--- Source document Enclosed Below ---

# Lighten up masterpiece post - lynskey carbon cradle? KCNC



## elbardo (Jan 21, 2008)

Looking to lighten up my masterpiece post. Saw a post a while ago suggesting using kcnc bolts and yokes. The cradle is still quite heavy - and I don't want to use the kcnc since i'm using a selle italia slr kit carbino flow saddle with carbon rails.

I saw the lynskey titanium seatpost, and it uses a carbon cradle similar to the masterpiece. 

Does anyone know the diameter, or if it is compatible with the masterpiece?

Any other lower cradle options other than kcnc?


----------



## adept1 (Jul 25, 2008)

The Saso carbon post uses the same one as the Lynskey by the way and the posts go for about $75 on Ebay.


----------



## egebhardt (Nov 16, 2004)

Why not just buy the Thomson SeatPost kit from www.torontocycles.com?

My 30.9 x 350 masterpiece setback is 182g with the Ti kit for $22. It shaved 9g.


----------



## rc51kid (Jul 24, 2008)

egebhardt said:


> Why not just buy the Thomson SeatPost kit from www.torontocycles.com?
> 
> My 30.9 x 350 masterpiece setback is 182g with the Ti kit for $22. It shaved 9g.


what about using the "ultrlight ti seatpost hardware kit" would be lighter?


----------



## AlexRandall (Apr 2, 2009)

Its a lot of effort to get small weight savings. Better off to buy a lighter post from scratch, or save the money and invest in meaningful weight saving


----------



## COLINx86 (Apr 8, 2009)

http://smud-carbon.eu/thomson_dol.html
http://smud-carbon.eu/thomson_gora.html
Carbon pieces for Thompson seatpost
http://torontocycles.com/Selling/Titanium.html
Titanium bolts.
Going by claimed weights, I think you may be able to get a masterpiece close to the weight of a KCNC.
:thumbsup:


----------



## nikoli8 (Mar 23, 2008)

Mines 149 by just changing to KCNC yokes..
I am also interested in the Carbon lowers..will definitley put it below 140..


----------



## rc51kid (Jul 24, 2008)

nikoli8 said:


> Mines 149 by just changing to KCNC yokes..
> I am also interested in the Carbon lowers..will definitley put it below 140..


 where did you get the KCNC yokes? did you use factory bolts or Ti bolts with it?


----------



## nikoli8 (Mar 23, 2008)

--- End of Enclosed Source document ---
--- Data extract Enclosed Below ---

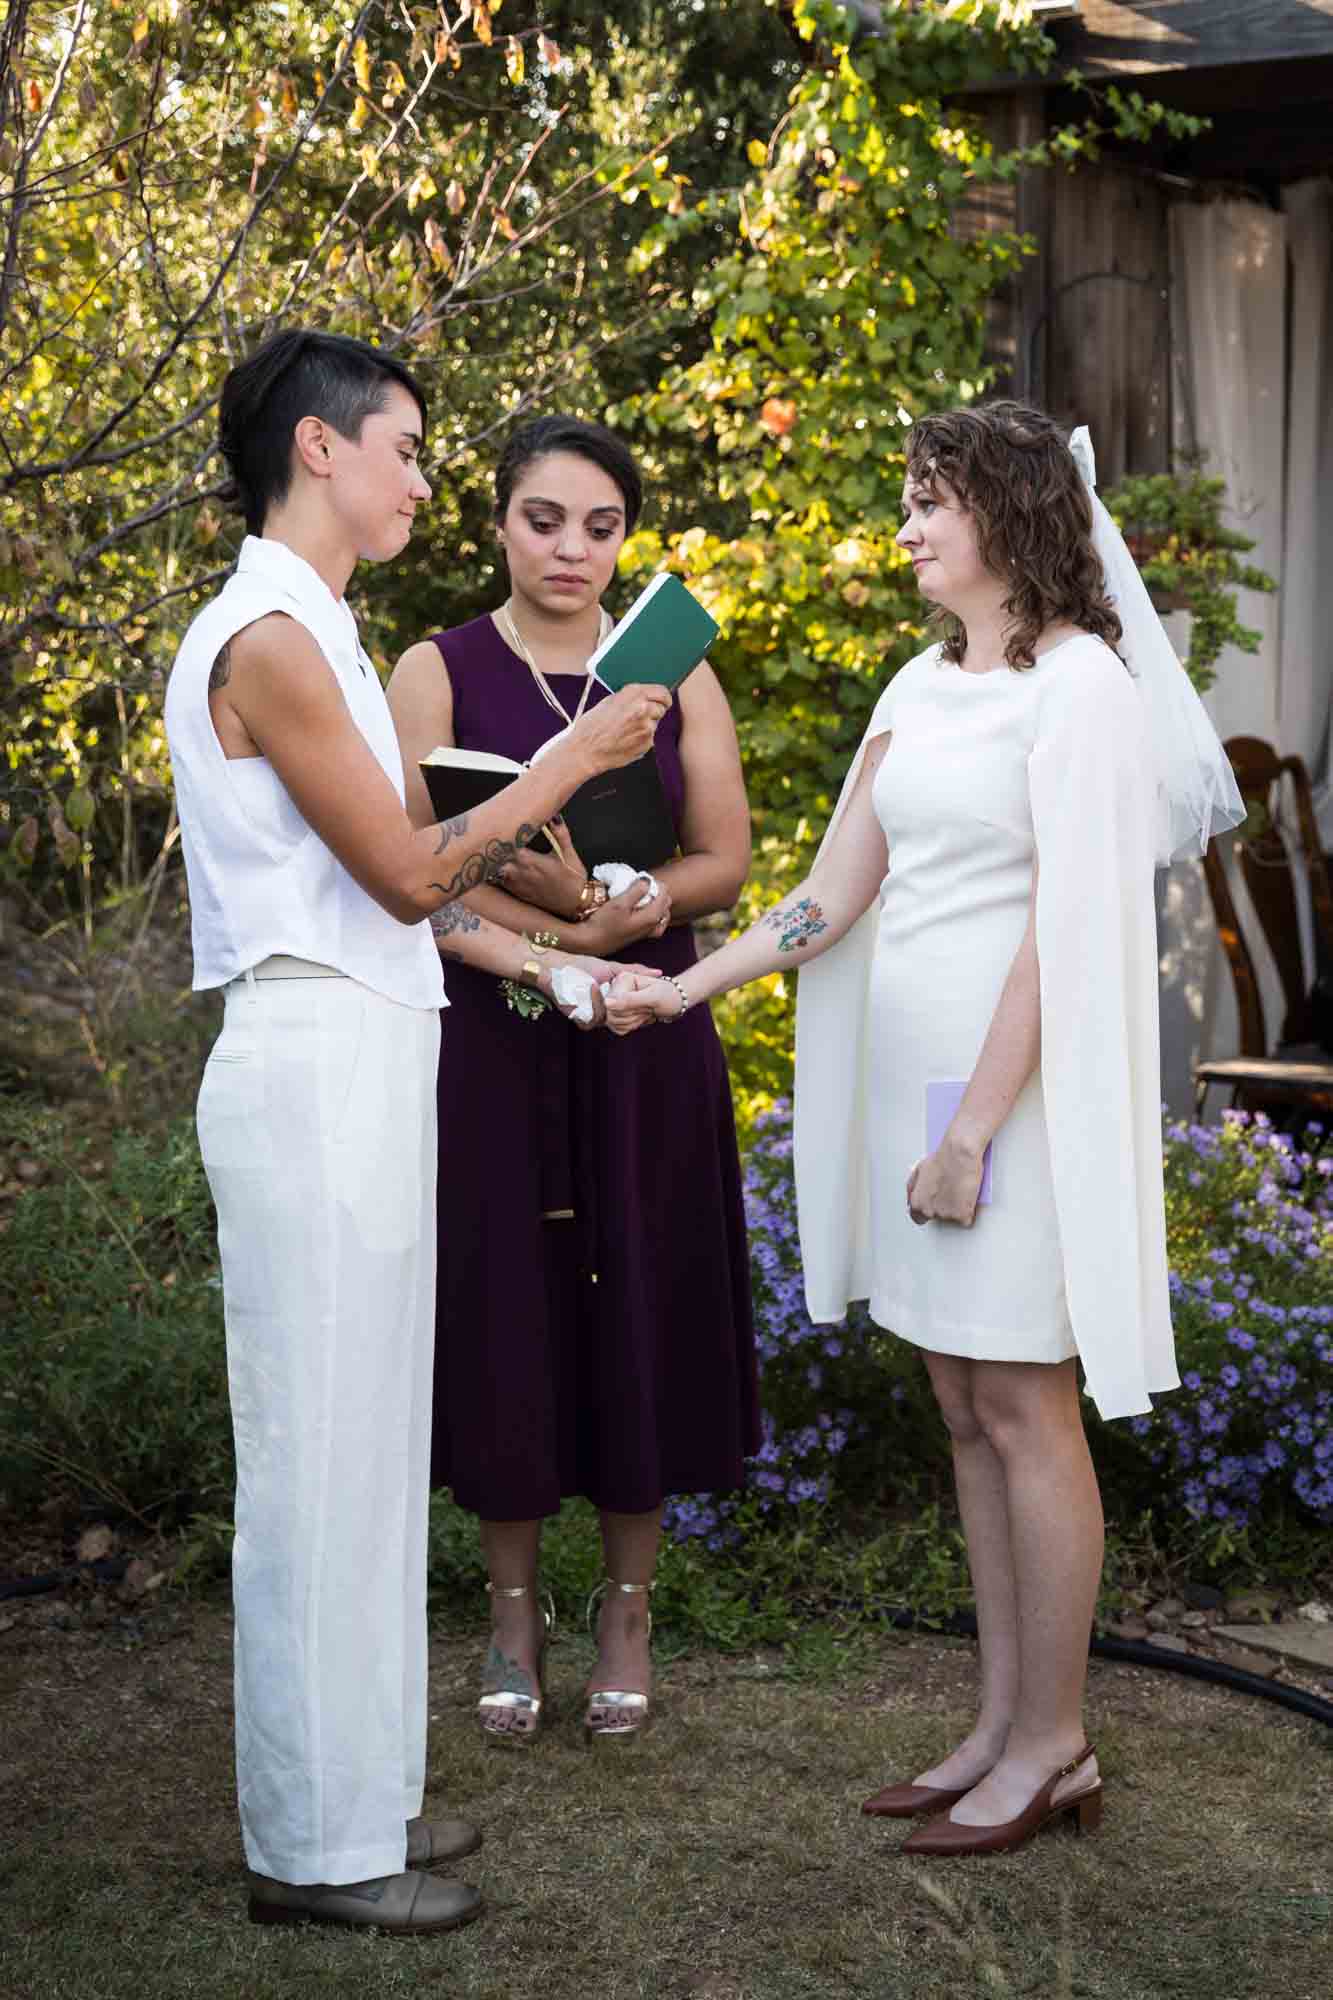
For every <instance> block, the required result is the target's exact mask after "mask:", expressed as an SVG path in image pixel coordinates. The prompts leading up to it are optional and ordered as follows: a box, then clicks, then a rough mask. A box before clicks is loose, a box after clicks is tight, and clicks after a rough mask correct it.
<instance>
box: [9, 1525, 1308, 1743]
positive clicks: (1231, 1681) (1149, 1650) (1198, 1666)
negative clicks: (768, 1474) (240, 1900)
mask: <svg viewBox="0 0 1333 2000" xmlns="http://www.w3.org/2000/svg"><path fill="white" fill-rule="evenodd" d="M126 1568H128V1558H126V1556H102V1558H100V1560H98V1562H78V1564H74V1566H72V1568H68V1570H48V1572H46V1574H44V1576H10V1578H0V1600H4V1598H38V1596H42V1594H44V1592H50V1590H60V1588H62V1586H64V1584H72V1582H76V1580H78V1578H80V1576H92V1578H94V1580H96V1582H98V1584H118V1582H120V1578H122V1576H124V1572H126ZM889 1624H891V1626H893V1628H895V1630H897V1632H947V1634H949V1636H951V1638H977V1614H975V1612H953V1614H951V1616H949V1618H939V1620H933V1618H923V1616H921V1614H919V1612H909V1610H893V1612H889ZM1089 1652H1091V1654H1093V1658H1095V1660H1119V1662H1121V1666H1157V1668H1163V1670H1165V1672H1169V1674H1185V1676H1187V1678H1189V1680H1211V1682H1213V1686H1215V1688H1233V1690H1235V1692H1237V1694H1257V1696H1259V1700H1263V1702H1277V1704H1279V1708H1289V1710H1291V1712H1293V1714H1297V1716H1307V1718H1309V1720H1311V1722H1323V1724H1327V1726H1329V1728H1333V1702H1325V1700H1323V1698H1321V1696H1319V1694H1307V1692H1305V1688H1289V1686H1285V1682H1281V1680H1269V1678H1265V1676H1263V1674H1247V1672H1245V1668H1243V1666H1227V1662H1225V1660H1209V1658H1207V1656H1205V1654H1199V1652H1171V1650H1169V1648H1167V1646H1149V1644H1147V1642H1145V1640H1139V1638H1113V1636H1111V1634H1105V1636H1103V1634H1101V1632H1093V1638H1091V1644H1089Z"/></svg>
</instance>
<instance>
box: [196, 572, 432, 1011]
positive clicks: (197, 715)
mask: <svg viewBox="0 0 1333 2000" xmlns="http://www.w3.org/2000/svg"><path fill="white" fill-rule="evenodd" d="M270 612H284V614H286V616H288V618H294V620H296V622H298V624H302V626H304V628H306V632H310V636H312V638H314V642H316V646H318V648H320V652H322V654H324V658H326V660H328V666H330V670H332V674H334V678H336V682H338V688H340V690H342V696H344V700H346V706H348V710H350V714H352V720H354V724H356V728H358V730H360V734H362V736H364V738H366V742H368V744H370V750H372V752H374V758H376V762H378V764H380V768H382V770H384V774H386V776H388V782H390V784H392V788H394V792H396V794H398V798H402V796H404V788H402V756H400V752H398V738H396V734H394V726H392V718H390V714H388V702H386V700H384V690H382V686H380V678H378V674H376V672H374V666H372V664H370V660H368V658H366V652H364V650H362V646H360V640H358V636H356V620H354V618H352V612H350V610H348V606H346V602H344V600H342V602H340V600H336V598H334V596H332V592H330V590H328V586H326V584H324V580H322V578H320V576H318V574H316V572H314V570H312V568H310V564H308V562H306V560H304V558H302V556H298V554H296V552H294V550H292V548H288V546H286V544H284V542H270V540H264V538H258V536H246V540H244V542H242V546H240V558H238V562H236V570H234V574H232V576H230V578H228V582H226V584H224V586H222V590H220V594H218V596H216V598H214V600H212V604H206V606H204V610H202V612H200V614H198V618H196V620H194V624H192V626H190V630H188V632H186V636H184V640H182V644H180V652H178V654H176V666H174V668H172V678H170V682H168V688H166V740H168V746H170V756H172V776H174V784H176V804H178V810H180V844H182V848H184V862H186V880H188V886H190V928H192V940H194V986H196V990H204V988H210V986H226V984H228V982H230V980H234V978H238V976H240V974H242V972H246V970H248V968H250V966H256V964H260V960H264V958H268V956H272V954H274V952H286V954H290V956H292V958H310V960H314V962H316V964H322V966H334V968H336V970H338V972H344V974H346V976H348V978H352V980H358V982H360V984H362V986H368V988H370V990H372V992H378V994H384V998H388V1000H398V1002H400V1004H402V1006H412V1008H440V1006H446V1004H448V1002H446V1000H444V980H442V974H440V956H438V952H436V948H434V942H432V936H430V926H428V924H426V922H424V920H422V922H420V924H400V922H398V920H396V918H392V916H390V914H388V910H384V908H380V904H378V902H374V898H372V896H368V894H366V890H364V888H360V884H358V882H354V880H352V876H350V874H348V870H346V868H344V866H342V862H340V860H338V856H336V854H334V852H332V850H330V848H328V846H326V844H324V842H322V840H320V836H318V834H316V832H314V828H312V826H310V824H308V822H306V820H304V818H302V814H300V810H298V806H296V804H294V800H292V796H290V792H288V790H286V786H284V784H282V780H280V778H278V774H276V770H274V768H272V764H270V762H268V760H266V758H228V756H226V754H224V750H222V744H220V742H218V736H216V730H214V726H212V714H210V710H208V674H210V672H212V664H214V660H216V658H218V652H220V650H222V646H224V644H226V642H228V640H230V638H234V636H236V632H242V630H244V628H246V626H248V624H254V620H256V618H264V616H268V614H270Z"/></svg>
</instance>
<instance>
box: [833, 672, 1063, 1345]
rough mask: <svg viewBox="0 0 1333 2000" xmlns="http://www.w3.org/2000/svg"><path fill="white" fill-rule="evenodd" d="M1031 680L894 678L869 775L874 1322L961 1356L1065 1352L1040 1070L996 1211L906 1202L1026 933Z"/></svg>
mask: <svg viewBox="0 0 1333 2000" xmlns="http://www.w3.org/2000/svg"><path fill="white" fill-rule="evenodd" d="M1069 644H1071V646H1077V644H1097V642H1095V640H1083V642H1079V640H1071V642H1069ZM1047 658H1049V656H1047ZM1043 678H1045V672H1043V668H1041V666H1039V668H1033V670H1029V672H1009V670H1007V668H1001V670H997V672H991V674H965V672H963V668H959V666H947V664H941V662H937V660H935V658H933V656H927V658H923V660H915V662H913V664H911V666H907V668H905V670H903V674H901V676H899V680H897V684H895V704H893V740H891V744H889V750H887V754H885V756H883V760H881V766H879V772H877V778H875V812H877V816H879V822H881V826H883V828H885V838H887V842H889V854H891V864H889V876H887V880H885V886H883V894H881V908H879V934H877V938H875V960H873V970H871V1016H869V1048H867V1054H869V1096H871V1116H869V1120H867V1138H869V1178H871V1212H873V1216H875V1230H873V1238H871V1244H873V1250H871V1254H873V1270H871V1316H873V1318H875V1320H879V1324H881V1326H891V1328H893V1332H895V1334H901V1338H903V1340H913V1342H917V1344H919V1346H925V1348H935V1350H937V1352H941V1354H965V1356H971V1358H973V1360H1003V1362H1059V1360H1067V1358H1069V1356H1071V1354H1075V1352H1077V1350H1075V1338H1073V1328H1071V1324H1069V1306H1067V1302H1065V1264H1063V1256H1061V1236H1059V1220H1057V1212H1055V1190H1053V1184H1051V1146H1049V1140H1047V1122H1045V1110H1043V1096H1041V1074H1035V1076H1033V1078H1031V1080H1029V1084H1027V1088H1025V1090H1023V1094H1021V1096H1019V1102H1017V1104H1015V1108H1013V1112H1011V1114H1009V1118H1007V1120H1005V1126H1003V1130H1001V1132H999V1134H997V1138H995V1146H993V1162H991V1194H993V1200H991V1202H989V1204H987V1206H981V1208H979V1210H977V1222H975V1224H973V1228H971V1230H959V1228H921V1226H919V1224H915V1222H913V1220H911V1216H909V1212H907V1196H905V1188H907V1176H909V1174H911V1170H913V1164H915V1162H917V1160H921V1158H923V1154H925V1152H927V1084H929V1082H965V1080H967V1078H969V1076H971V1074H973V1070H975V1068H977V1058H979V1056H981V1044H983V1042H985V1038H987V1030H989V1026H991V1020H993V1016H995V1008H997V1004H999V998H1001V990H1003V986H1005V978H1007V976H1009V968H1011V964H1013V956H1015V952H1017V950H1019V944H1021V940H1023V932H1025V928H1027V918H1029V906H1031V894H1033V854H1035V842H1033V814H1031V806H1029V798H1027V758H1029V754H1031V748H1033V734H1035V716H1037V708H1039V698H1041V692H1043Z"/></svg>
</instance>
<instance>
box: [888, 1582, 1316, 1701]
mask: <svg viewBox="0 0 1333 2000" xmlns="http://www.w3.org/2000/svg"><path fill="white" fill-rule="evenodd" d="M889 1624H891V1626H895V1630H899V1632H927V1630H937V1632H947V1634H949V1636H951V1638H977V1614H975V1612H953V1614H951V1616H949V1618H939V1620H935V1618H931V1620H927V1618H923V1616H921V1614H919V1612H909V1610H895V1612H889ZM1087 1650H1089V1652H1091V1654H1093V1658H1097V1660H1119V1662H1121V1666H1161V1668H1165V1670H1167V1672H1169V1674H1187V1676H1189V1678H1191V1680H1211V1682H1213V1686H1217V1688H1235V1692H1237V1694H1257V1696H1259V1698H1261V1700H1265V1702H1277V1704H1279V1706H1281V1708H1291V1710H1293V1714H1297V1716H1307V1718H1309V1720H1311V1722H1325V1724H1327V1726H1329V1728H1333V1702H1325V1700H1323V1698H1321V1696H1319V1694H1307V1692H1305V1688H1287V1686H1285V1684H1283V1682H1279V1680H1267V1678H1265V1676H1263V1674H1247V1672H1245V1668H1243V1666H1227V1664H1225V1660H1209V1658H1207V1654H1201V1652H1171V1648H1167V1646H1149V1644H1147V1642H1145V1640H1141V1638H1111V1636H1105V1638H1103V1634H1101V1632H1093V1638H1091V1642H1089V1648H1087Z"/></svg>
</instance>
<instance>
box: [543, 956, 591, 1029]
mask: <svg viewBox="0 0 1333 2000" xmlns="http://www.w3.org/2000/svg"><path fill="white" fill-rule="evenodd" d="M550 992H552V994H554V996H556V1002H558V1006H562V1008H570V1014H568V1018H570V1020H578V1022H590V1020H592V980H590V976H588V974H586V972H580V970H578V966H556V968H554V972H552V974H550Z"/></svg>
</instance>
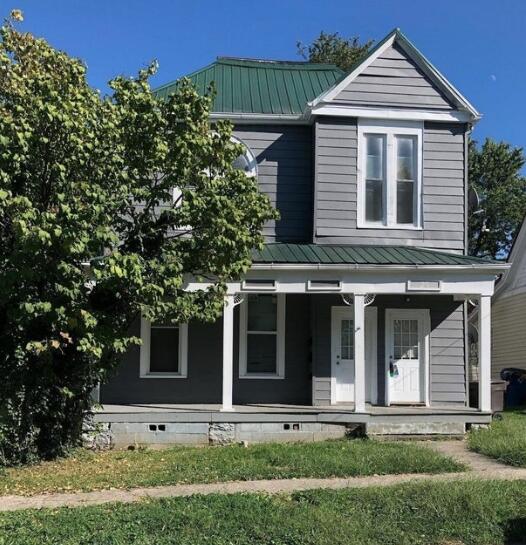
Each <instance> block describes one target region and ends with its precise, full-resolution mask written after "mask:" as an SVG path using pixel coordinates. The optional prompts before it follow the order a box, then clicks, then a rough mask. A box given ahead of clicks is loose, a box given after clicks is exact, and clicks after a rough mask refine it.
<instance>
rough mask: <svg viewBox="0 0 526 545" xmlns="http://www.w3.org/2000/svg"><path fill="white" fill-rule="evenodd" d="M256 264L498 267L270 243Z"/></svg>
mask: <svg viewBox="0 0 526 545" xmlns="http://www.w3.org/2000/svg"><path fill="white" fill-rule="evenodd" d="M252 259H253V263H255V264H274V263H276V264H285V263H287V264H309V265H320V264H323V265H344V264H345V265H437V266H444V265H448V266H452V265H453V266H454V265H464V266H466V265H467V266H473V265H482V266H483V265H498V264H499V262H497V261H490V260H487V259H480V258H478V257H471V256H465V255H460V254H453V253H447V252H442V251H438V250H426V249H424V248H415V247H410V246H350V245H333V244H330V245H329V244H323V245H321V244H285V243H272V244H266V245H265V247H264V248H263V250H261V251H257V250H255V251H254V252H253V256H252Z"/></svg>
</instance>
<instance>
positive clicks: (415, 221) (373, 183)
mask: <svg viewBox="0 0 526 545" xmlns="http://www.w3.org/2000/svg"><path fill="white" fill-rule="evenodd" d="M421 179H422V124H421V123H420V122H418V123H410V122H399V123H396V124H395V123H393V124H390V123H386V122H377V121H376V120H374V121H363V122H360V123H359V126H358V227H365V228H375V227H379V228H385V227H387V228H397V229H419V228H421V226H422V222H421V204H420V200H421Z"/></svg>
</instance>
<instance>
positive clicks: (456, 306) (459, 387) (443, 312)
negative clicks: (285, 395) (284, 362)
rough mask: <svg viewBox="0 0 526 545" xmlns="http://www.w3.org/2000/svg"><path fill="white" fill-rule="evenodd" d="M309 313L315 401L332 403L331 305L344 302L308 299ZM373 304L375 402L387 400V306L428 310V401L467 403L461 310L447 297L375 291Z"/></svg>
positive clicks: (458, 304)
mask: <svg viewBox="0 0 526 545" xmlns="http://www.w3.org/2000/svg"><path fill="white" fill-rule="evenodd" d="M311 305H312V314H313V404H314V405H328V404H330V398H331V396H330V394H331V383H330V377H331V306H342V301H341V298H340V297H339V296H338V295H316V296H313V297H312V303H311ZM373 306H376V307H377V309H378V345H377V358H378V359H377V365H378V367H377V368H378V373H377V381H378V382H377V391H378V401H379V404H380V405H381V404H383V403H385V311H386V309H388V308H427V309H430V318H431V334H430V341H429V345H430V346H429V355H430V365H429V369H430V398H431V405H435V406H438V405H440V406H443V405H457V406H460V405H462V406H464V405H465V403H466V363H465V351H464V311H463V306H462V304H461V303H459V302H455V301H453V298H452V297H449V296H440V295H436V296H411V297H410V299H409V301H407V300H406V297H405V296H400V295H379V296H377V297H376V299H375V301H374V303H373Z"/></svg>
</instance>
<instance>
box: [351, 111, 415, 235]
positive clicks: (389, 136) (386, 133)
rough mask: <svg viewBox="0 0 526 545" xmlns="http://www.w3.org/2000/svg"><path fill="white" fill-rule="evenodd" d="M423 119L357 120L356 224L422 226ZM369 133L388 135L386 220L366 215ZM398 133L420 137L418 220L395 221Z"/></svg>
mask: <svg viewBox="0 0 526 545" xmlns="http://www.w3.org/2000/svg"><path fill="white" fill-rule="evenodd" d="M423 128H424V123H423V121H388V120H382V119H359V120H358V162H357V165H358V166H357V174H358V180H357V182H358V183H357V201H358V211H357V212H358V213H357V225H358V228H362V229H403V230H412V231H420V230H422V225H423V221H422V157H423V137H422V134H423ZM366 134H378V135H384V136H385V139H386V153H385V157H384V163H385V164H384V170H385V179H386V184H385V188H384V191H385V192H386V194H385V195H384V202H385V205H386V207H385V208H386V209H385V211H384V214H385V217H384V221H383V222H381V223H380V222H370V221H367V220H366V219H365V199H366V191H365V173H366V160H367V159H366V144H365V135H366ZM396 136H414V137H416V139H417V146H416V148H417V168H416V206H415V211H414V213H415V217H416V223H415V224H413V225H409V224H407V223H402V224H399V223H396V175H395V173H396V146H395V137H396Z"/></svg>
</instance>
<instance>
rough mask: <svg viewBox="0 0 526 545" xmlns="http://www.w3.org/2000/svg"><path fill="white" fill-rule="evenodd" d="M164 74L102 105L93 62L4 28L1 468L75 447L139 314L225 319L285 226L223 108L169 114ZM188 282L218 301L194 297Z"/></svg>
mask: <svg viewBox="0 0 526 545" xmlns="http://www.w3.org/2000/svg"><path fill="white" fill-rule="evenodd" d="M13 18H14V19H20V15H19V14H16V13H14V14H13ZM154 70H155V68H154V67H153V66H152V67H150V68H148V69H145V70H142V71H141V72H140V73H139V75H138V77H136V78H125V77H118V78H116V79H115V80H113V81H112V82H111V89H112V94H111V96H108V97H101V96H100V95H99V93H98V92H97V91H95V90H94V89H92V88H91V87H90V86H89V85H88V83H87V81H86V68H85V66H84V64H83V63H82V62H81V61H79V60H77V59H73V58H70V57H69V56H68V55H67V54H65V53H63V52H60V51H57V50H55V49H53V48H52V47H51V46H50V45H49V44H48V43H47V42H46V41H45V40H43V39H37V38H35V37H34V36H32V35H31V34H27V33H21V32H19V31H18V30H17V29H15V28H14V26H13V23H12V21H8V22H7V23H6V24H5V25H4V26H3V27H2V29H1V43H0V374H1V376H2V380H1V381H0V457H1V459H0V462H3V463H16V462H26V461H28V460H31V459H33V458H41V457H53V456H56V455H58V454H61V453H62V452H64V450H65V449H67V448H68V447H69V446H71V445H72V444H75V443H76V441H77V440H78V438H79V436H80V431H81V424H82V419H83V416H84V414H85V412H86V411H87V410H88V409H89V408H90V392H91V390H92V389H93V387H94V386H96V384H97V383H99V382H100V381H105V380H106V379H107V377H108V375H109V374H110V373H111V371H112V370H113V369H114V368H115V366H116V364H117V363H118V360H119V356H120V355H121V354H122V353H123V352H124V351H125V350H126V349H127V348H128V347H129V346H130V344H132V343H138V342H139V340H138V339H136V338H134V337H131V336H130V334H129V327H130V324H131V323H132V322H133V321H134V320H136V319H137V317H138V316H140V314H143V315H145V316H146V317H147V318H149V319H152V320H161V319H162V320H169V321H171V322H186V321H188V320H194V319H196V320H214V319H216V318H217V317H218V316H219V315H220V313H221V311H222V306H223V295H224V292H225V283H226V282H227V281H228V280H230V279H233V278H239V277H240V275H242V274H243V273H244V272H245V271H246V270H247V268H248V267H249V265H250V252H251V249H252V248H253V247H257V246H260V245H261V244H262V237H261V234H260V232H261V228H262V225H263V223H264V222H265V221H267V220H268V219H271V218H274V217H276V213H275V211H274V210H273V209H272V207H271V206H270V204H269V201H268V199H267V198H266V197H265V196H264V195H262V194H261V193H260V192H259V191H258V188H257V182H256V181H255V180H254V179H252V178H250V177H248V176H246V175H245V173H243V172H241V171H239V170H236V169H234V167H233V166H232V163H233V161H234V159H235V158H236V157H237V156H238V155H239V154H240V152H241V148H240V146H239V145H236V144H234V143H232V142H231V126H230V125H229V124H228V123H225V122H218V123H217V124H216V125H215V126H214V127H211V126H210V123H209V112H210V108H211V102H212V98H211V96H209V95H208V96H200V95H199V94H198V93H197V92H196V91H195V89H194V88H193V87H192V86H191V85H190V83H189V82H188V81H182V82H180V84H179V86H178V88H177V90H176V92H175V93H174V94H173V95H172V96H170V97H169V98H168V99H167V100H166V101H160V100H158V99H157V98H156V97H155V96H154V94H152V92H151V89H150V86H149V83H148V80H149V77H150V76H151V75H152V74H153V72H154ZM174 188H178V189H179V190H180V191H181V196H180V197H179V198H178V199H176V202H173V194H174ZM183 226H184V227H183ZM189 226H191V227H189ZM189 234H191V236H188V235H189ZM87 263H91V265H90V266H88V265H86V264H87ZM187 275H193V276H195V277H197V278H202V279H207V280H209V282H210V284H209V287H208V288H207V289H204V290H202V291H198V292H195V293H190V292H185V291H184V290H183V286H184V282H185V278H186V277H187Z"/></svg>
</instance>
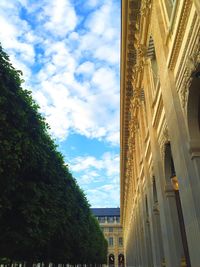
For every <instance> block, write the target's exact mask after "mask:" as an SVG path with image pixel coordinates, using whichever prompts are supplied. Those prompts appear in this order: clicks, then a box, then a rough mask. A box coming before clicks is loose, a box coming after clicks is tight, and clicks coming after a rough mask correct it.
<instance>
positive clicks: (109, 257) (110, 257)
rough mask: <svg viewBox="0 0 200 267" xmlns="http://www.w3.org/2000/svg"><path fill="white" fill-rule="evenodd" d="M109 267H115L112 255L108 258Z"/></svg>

--- End of Enclosed Data extract ---

=== Action item ===
Extend the forum thread on lightening a Masterpiece seatpost from its last line, starting with the body of the final post by nikoli8.

=== Task result ===
I got the yokes from blowncivic, he had an extra set...because he had warrantied a post..


Ti bolts, from Toronto Cycles...

They work well...


----------



## Broccoli (Jun 11, 2008)

IMHO, the good clamp is the whole reason to get Thomson posts.


----------



## sfer1 (Feb 22, 2009)

Yep, I don't see the point of getting a Thomson Masterpiece to ruin it by replacing its original clamp with KCNC or similar yokes, which several saddle manufacturers recommend not to use.


----------



## metrotuned (Dec 29, 2006)

Ditto. On the lightest and strongest seatpost on the market, is there any reason to "upgrade" your Masterpiece with inferior and cheap parts to shave the weight of your fingernails?


----------



## DFYFZX (Jun 19, 2009)

I run a KCNC Scandium Ti post with a Thomson lower cradle. No creaking, saddle shifting or any other problems to mention so far and it comes in lighter than trying to lighten a Thomson post. I agree with sfer1, the Thomson post is legendary due to it's clamping system. Using the Thomson lower cradle to "sturdy up" a REALLY lightweight post makes more sense to me.


----------



## rc51kid (Jul 24, 2008)

I just bought a Masterpiece used and got it cheaper than I could have gotten a KCNC. I do feel that it is a better clamp design than the KCNC but mostly because of the bottom portion. The post and bottom clamp are all pretty light. If I remember correctly the post is only 125g ish, the bottom clamp might be around 18g I think. The bolt/barrels 21g and the top clamp a whopping 31g. The top clamp and factory bolts weigh 52g. Ti bolts and KCNC top clap weigh around 12g. that would put the Masterpice into the mid 150s. I don’t feel that the top clamp of the KCNC is a bad design, I think it is the bottom clamp that is the problem.


----------



## Juanmoretime (Jul 30, 2004)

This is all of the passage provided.